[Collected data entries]
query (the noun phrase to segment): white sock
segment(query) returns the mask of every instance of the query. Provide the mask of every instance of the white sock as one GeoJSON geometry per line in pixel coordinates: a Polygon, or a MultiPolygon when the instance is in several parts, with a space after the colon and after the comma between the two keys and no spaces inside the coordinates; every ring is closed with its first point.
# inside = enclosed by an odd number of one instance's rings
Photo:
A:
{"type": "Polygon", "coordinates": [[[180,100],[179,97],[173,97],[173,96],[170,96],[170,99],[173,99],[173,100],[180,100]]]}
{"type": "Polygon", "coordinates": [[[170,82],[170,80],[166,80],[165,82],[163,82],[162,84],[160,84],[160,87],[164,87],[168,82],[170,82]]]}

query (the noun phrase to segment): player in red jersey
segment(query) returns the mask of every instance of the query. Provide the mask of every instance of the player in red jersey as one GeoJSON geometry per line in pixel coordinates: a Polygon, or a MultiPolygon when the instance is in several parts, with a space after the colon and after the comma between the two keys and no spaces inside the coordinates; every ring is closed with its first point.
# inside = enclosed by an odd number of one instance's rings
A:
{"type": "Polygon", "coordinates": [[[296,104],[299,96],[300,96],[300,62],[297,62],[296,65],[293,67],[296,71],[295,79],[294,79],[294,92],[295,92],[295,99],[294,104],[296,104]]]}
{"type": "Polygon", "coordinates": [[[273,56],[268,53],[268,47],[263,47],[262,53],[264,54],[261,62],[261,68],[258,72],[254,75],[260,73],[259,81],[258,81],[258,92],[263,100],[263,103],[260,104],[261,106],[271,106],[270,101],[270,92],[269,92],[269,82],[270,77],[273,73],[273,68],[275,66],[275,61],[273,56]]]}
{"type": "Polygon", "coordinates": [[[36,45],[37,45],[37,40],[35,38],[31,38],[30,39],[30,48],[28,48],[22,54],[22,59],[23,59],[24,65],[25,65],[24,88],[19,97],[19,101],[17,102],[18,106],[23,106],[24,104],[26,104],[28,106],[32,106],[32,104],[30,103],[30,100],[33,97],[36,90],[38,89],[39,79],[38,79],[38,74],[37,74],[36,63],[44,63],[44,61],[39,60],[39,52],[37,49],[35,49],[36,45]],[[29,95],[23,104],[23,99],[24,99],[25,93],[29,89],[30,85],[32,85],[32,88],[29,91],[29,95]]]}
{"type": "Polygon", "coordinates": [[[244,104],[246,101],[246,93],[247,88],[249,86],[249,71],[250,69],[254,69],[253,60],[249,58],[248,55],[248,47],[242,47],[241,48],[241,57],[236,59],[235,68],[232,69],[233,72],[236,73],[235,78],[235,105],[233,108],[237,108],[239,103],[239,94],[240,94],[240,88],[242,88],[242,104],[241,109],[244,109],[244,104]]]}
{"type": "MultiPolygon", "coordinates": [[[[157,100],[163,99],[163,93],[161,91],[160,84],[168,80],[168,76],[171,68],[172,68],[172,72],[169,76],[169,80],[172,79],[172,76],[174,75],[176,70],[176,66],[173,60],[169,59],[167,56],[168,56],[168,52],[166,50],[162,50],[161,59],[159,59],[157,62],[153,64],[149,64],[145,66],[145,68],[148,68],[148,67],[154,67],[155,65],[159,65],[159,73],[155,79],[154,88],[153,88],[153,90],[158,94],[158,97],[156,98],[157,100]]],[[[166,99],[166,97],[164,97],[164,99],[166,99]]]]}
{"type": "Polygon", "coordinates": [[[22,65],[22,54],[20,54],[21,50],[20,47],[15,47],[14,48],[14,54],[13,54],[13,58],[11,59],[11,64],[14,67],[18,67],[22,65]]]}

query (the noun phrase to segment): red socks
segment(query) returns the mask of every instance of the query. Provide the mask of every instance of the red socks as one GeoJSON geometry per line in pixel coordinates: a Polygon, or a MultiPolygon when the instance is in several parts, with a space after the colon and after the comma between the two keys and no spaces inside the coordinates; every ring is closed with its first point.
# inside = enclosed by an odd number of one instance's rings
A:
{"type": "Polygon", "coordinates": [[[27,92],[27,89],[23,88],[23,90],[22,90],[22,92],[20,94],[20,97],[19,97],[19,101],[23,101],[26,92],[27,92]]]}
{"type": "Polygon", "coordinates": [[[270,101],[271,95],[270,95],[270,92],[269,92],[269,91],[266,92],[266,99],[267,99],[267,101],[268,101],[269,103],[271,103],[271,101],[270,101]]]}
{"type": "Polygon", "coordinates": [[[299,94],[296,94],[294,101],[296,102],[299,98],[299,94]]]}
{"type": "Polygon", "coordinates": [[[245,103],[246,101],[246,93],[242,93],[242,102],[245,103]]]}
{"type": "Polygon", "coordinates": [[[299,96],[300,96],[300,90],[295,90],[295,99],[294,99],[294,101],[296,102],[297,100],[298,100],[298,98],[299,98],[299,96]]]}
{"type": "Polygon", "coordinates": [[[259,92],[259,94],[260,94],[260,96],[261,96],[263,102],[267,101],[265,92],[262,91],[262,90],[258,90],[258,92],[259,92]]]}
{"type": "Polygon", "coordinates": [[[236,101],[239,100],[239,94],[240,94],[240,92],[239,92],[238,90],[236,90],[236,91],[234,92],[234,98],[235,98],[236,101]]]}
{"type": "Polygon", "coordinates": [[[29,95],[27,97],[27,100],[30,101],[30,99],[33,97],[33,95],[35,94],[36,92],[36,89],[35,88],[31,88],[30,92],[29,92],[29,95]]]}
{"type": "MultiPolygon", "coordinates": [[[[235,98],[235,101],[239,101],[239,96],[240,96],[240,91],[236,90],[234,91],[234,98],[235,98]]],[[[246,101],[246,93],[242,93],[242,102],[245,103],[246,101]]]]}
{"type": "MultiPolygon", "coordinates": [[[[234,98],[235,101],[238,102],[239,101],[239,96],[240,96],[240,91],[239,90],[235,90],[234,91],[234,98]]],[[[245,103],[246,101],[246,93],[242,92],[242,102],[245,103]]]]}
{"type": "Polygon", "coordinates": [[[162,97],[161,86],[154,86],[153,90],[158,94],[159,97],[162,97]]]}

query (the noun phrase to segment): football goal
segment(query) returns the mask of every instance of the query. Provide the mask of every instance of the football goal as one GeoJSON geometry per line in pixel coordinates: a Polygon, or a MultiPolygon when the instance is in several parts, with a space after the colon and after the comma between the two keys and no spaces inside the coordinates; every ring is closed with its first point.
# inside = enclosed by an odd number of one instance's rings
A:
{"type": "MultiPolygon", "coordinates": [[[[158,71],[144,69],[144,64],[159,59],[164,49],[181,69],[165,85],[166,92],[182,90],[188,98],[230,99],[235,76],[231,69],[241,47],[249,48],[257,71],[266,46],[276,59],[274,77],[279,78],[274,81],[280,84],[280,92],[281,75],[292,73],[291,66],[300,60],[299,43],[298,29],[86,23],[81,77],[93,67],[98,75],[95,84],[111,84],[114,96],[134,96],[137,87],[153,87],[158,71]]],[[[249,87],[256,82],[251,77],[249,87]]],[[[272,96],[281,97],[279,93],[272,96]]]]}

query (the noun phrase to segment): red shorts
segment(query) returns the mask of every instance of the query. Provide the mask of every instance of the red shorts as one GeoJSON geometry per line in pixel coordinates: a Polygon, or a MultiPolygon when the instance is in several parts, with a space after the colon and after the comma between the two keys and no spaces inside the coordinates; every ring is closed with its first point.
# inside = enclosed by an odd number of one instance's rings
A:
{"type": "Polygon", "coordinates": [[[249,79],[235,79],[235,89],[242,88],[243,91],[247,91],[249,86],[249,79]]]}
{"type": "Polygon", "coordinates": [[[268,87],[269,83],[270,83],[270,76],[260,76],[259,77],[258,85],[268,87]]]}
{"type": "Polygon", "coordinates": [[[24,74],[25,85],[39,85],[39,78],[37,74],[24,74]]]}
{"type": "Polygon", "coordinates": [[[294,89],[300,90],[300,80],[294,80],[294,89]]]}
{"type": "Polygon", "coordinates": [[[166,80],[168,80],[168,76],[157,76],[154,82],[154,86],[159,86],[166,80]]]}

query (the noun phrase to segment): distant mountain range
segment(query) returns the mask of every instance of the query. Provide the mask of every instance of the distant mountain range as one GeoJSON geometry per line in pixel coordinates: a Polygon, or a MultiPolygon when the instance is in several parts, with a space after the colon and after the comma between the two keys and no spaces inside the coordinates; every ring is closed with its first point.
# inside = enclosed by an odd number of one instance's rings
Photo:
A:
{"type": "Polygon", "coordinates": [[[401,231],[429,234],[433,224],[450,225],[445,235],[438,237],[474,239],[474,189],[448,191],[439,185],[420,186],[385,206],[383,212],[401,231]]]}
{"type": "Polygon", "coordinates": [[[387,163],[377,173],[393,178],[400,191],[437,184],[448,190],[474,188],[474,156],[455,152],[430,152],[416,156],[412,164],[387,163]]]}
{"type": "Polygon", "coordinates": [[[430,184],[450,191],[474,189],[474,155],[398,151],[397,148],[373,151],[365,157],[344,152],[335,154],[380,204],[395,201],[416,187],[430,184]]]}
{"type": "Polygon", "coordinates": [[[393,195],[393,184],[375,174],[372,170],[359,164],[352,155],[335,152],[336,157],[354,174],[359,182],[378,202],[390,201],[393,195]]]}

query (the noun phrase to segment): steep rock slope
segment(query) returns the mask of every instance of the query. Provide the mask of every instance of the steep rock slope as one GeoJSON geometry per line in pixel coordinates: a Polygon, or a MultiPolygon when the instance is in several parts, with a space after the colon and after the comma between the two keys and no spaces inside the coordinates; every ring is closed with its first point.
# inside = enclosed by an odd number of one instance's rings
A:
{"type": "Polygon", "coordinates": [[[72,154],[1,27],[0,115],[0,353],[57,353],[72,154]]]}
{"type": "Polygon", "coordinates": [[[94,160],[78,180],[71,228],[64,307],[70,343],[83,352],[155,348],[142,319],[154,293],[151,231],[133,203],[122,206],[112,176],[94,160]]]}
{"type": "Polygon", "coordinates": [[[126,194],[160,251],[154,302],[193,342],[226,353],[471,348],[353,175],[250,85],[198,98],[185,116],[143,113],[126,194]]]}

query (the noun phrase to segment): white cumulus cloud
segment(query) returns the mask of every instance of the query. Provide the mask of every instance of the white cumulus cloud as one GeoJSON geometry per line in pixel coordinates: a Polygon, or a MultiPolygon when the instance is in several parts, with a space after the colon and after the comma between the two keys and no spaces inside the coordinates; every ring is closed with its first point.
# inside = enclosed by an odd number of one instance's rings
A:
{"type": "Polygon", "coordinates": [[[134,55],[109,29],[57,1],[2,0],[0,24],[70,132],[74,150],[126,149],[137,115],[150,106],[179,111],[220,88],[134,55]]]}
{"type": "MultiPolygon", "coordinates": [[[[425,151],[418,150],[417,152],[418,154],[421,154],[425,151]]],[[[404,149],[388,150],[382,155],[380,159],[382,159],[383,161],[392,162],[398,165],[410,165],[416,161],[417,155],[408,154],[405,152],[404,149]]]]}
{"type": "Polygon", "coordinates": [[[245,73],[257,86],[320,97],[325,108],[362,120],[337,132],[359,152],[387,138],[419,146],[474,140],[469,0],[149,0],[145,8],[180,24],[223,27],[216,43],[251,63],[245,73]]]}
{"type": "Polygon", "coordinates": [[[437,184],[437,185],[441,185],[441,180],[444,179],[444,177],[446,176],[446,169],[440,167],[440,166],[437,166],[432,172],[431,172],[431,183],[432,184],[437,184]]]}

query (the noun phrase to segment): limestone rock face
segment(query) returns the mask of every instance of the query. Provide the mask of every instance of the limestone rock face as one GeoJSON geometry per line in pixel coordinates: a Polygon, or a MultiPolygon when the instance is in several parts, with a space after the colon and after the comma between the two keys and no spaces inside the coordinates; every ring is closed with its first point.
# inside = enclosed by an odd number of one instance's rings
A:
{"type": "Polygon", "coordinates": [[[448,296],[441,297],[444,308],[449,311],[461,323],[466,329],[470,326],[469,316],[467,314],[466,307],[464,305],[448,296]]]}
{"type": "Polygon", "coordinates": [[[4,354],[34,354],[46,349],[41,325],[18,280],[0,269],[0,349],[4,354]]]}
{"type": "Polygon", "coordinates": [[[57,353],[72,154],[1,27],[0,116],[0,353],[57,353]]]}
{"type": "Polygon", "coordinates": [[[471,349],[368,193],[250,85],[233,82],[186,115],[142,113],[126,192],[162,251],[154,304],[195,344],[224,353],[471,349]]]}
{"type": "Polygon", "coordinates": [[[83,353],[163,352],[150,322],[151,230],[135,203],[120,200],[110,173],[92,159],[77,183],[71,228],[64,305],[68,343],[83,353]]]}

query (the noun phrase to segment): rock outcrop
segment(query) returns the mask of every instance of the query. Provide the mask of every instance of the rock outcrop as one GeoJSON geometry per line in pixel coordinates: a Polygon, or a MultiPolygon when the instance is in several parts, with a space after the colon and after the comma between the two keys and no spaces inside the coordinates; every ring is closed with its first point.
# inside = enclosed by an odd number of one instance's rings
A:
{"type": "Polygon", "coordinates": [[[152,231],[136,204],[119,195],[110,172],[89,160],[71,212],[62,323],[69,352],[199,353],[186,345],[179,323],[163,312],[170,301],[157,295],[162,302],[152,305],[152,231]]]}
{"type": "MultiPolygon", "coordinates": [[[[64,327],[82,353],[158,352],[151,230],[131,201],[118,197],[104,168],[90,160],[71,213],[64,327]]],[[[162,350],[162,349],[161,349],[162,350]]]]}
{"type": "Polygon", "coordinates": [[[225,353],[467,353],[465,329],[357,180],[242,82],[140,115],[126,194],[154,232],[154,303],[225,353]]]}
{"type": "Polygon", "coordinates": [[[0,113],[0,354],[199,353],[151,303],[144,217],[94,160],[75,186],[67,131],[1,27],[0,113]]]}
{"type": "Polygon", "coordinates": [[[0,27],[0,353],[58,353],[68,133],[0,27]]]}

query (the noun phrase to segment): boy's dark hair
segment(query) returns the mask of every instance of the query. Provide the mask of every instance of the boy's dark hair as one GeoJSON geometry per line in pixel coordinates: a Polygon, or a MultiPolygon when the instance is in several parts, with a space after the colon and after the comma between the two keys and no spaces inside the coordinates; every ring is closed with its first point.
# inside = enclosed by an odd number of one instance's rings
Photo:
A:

[TASK PROMPT] From the records above, give again exactly the lines running from the line with "query (the noun phrase to segment): limestone" to the line with "query (the noun phrase to segment): rock", inclusive.

[ANSWER BOX]
query (the noun phrase to segment): limestone rock face
segment(query) returns the mask of every instance of the query. Provide the mask of every instance of the limestone rock face as one GeoJSON geometry per line in pixel coordinates: a Polygon, or a MultiPolygon when the instance is in several parts, with a space after the colon and after the comma between the two keys and no spaces inside the coordinates; every ring is closed with its first point.
# inside = enclosed by an odd number of one instance's rings
A:
{"type": "Polygon", "coordinates": [[[448,296],[441,297],[444,308],[449,311],[461,323],[466,329],[470,326],[469,316],[467,314],[466,307],[464,305],[448,296]]]}
{"type": "Polygon", "coordinates": [[[4,354],[34,354],[46,349],[41,325],[18,280],[0,269],[0,349],[4,354]]]}
{"type": "Polygon", "coordinates": [[[57,353],[72,154],[1,27],[0,116],[0,353],[57,353]]]}
{"type": "Polygon", "coordinates": [[[471,349],[368,193],[250,85],[233,82],[186,115],[142,113],[126,192],[162,251],[154,304],[195,344],[224,353],[471,349]]]}
{"type": "Polygon", "coordinates": [[[83,353],[163,352],[150,322],[151,230],[135,203],[120,200],[110,173],[92,159],[77,183],[71,228],[64,305],[68,343],[83,353]]]}

query (the noun phrase to segment): rock outcrop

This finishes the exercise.